==== Excerpt to read ====

Interactive online version: Open In Colab

Bayesian CUPED

In this example notebook, we describe how to implement the Bayesian CUPED estimator using NumPyro. This estimation method is very popular in the A/B testing community, and is a simple and effective way to reduce the variance of the difference in means estimator. We recommend the introductory blog post “Understanding CUPED” by Matteo Courthoud. We will use the same case study data as in Matteo’s blog post

Remark: This example has been adapted from the blog post “Bayesian CUPED & Sensitivity Analysis”.

Prepare Notebook

[ ]:
!pip install -q numpyro@git+https://github.com/pyro-ppl/numpyro arviz matplotlib polars seaborn
[1]:
import arviz as az
import matplotlib.pyplot as plt
import numpy as np
import polars as pl
import seaborn as sns

from jax import Array, random
import jax.numpy as jnp

import numpyro
import numpyro.distributions as dist
from numpyro.infer import MCMC, NUTS

numpyro.set_host_device_count(n=4)

rng_key = random.PRNGKey(seed=1)

plt.style.use("bmh")
plt.rcParams["figure.figsize"] = [10, 6]
plt.rcParams["figure.dpi"] = 100
plt.rcParams["figure.facecolor"] = "white"

assert numpyro.__version__.startswith("0.18.0")

%load_ext autoreload
%autoreload 2
%config InlineBackend.figure_format = "retina"

==== Supplied material ====

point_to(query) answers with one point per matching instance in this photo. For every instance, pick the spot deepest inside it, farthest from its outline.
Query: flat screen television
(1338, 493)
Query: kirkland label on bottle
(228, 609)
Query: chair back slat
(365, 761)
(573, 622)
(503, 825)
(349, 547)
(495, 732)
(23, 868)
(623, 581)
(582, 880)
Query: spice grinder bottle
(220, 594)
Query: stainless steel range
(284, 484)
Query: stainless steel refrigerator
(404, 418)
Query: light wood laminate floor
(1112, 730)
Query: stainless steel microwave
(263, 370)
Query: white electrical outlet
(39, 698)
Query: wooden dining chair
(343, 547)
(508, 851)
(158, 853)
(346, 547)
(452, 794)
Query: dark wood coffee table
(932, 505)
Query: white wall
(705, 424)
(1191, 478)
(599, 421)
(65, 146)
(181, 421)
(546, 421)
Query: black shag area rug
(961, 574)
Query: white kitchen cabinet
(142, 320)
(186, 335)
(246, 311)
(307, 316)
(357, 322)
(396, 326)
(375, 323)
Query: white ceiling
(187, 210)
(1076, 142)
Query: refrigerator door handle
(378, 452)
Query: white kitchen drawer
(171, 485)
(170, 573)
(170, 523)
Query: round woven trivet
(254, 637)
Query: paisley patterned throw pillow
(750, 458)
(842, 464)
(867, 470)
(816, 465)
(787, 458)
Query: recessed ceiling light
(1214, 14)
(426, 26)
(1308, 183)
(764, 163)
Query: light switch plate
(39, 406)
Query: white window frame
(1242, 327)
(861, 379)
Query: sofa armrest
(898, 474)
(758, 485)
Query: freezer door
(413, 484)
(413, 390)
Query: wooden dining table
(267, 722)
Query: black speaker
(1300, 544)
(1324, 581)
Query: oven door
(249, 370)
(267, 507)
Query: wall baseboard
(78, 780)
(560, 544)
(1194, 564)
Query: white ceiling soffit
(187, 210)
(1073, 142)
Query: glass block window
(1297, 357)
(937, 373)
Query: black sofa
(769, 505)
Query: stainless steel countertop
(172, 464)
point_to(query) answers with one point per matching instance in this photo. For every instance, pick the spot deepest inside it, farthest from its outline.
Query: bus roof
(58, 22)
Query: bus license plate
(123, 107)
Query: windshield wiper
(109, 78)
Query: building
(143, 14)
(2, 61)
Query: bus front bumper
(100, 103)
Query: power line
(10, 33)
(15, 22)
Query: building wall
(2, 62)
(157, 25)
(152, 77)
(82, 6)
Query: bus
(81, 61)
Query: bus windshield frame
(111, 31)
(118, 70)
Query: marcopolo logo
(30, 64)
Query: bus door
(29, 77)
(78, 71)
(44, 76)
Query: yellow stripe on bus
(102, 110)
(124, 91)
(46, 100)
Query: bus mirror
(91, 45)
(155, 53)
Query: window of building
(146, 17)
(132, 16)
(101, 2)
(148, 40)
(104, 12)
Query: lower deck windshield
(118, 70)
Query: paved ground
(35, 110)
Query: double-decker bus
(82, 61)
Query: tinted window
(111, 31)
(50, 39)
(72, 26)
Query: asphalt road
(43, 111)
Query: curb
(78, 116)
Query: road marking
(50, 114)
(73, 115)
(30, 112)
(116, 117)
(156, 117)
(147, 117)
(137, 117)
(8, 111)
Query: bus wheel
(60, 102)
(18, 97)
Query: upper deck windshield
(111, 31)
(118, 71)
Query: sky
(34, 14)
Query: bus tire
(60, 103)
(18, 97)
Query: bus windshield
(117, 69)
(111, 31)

====

[Stated task]:
Write the next part of the Bayesian CUPED notebook, picking up after its final setup line. The records have no connection to the Bayesian CUPED notebook.

[Result]:
Generate Data

We generate synthetic data from a (synthetic) company evaluating the revenue impact of a new ad campaign. Users are randomly divided into two groups: one exposed to the campaign (treatment) and one not (control). We use a synthetic dataset from Matteo’s repository `src.dgp <https://github.com/matteocourthoud/Blog-Posts/blob/main/notebooks/src/dgp.py>`__. One key ingredient for CUPED is to have a pre-experiment for the relevant variables. We simulate a pre and post experiment revenue variable under the presence of an intervention ad_campaign in a randomized controlled trial.

[2]:
def generate_data(
    rng_key: Array,
    alpha: float = 5,
    beta: float = 0,
    gamma: float = 3,
    delta: float = 2,
    n: int = 100,
):
    # Individuals
    individual = range(1, n + 1)

    # Treatment status
    rng_key, rng_subkey = random.split(rng_key)
    d = random.binomial(rng_subkey, n=1, p=0.5, shape=n)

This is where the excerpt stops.